- [Passage for review]:
Instead of setting New Year’s resolutions, I set New Month’s resolutions. So, rather than brainstorming a few different goals to tackle throughout the year, I set one main goal to tackle each month. In January, I set a fairly simple goal of journaling each night. In February, I (regrettably) challenged myself to do 100 squats every single day. And in March, I attempted to defy all odds and give up social media.
That’s right—no Facebook, Instagram, or Snapchat for 31 days. When I shared this news with my friends or my coworkers, I was frequently met with wide-eyed stares and nervous smiles. Nobody thought I could do it. And nobody understood why I would want to do it. But my determination (and stubbornness) led me straight to success. And I’m happy to report that my predictions were correct: First, it wasn’t that hard. And second, it was incredibly therapeutic. Why? Because the benefits greatly outweighed the negatives. Sure, I missed out on a few updates from my friends. But I also escaped the dark rabbit hole that leads a healthy mind astray.

- [What to work on]:
1/ In the passage about monthly resolutions, what goal did the writer set for February?
2/ Continue the account of giving up social media for a month, picking up after its final sentence.

- [Data extract]:

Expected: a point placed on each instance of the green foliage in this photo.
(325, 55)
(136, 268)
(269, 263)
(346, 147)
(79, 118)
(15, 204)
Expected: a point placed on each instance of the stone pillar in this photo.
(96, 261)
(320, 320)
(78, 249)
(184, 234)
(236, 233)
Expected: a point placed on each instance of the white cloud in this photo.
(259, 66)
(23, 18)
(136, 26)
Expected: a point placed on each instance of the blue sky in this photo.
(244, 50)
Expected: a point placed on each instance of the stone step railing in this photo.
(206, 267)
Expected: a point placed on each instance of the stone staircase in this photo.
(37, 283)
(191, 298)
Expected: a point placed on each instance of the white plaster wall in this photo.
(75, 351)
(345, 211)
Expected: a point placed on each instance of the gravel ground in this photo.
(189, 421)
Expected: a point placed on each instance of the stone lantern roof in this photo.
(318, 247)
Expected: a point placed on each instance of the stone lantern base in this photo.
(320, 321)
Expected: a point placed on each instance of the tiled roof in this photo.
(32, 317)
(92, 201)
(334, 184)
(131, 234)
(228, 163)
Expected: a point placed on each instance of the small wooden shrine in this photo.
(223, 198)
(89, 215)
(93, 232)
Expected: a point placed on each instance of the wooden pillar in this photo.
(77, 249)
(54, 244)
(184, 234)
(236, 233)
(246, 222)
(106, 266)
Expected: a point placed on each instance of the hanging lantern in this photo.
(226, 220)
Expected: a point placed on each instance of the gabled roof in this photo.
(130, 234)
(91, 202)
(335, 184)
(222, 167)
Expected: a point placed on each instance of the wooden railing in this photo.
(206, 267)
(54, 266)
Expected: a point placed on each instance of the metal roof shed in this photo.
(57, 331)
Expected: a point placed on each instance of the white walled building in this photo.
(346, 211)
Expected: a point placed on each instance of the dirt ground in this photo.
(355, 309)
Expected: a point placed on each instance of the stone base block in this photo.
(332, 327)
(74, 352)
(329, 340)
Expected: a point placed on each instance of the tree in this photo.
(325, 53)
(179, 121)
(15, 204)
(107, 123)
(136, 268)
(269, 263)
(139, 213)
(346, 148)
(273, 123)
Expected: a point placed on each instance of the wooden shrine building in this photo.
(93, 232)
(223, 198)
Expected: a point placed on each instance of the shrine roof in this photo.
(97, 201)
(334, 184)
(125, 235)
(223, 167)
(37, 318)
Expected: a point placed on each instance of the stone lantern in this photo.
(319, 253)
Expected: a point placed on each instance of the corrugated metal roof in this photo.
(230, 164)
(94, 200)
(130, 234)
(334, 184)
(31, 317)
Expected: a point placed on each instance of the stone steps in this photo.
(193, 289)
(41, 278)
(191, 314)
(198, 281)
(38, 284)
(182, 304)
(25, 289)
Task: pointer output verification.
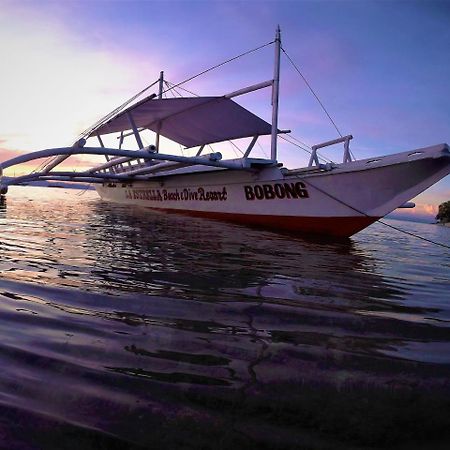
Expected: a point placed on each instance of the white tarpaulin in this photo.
(190, 121)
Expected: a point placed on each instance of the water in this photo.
(122, 328)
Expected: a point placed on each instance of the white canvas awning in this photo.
(190, 121)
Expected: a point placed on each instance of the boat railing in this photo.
(314, 160)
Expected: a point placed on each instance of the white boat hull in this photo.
(339, 202)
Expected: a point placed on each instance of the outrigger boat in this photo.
(331, 199)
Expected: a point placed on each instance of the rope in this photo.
(222, 64)
(312, 91)
(440, 244)
(323, 158)
(114, 112)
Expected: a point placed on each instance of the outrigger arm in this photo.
(99, 174)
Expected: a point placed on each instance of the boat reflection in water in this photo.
(132, 329)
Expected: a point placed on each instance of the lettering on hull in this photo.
(176, 195)
(277, 190)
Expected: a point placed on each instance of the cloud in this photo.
(53, 84)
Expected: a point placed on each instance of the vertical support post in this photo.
(250, 147)
(135, 131)
(200, 150)
(161, 88)
(275, 93)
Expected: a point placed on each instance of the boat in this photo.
(326, 198)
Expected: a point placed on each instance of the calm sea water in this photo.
(122, 328)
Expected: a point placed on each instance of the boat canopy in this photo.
(190, 121)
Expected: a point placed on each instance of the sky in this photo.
(381, 68)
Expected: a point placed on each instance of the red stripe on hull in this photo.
(331, 226)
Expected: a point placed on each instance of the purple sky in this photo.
(380, 67)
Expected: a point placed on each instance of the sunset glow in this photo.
(383, 77)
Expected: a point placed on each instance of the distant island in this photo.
(443, 215)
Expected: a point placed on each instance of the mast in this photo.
(275, 92)
(161, 88)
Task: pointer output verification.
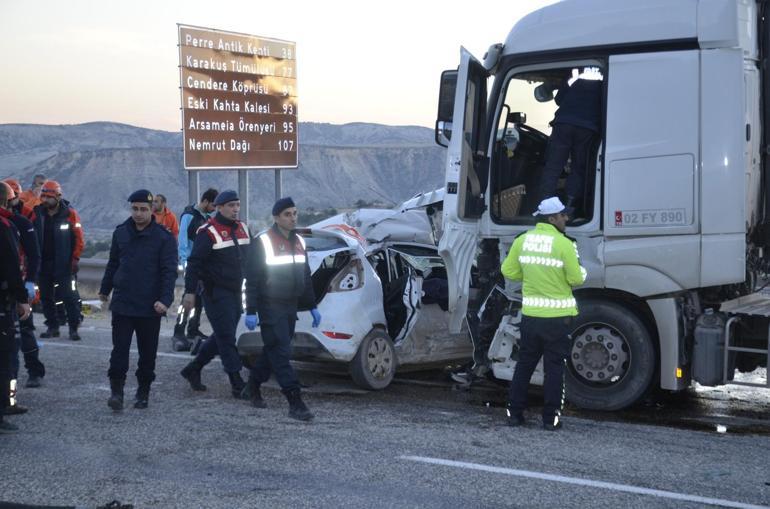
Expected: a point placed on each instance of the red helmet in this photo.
(15, 186)
(9, 192)
(51, 189)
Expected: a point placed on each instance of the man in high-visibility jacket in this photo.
(547, 263)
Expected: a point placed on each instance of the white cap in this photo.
(552, 205)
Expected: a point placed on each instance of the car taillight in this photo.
(351, 277)
(336, 335)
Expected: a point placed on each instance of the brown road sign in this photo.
(239, 100)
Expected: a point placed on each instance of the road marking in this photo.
(584, 482)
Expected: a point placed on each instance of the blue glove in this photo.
(251, 322)
(316, 317)
(30, 286)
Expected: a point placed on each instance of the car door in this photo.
(464, 184)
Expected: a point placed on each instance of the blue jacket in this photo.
(580, 104)
(141, 269)
(189, 222)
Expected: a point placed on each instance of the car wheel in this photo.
(374, 365)
(612, 360)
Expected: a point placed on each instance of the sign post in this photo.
(239, 104)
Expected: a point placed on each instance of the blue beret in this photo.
(226, 196)
(140, 196)
(282, 204)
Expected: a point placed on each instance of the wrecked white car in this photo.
(381, 288)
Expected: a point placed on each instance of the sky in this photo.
(68, 62)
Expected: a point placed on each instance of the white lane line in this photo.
(584, 482)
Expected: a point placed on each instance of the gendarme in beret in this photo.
(140, 196)
(225, 197)
(282, 204)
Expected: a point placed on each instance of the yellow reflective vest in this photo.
(547, 262)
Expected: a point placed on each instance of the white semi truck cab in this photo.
(673, 222)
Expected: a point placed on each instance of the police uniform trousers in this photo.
(26, 343)
(277, 329)
(7, 347)
(53, 292)
(547, 338)
(147, 329)
(224, 308)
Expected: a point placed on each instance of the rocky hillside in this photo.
(98, 164)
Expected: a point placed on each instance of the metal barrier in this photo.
(92, 270)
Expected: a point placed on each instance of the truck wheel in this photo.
(612, 360)
(374, 365)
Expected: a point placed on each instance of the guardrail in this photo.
(92, 270)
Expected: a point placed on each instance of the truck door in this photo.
(466, 181)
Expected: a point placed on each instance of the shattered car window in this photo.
(324, 243)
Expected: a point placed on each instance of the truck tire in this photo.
(374, 365)
(612, 360)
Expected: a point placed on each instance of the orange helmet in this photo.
(14, 185)
(51, 189)
(9, 192)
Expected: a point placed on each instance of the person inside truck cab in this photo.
(575, 128)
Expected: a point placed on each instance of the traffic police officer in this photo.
(281, 285)
(219, 260)
(546, 261)
(141, 274)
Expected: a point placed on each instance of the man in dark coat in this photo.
(60, 237)
(13, 300)
(280, 287)
(141, 275)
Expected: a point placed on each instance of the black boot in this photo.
(179, 343)
(253, 394)
(116, 398)
(236, 384)
(50, 332)
(297, 408)
(192, 372)
(142, 395)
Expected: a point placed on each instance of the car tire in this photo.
(374, 365)
(612, 360)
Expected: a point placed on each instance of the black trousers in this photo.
(547, 338)
(147, 330)
(567, 142)
(27, 344)
(276, 353)
(54, 292)
(7, 348)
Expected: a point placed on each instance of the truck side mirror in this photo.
(446, 103)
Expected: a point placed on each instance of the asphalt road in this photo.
(416, 444)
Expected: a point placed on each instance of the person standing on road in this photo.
(281, 287)
(31, 197)
(30, 257)
(219, 260)
(164, 216)
(141, 274)
(546, 261)
(60, 237)
(193, 217)
(13, 300)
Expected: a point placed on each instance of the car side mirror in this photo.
(446, 104)
(517, 118)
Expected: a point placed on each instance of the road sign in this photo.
(239, 100)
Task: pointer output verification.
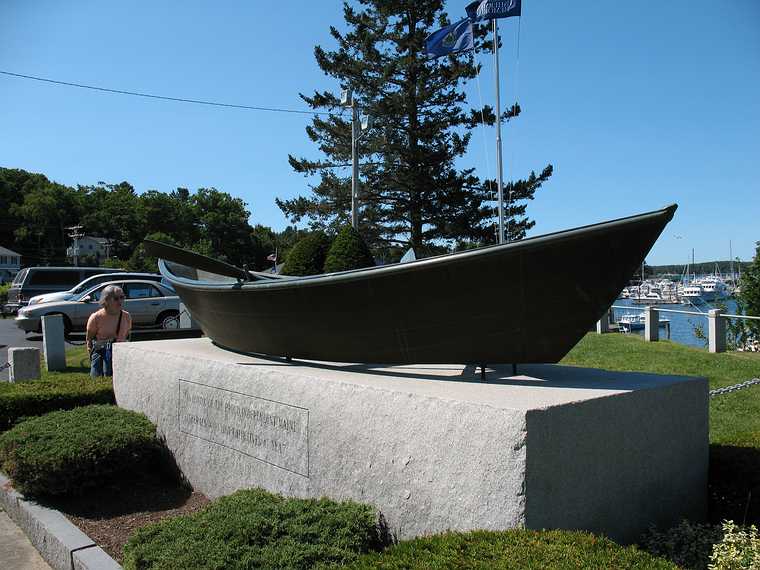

- [Answers for the tasks]:
1/ To do 100 squats every single day.

2/
Down the Rabbit Hole: Harmful Effects of Social Media
As many now know, social media isn’t all it’s cracked up to be. While it promotes worldwide connectivity and enables one to share or receive news in an instant, it has some enormous drawbacks. Most notably, it can (and does) negatively affect users’ mental health and overall wellbeing. “In this media driven world, many spend way too much time comparing their blooper scenes to everyone else’s highlight reel. This will do nothing but cause you to feel depressed and anxious,” Licensed Clinical Psychotherapist Jessica Snyder explains. Additionally, spending too much time on social media can…
- Lower one’s self-esteem
- Lead to feelings of loneliness
- Trigger jealous thoughts
- Damage one’s sense of self
“Turn the media off. Stop Scrolling. Turn away from the chaos in the world for a little while,” Snyder recommends. She goes on to suggest that in place of all that scrolling, you spend more time enjoying a good book, catching up with friends and family, or maybe even refocusing your mind. Now, whatever it is you choose to do, don’t get sucked down the rabbit hole—and no, that doesn’t mean you have to completely surrender your social media accounts like I did. It’s all about adopting healthier social media habits, instead.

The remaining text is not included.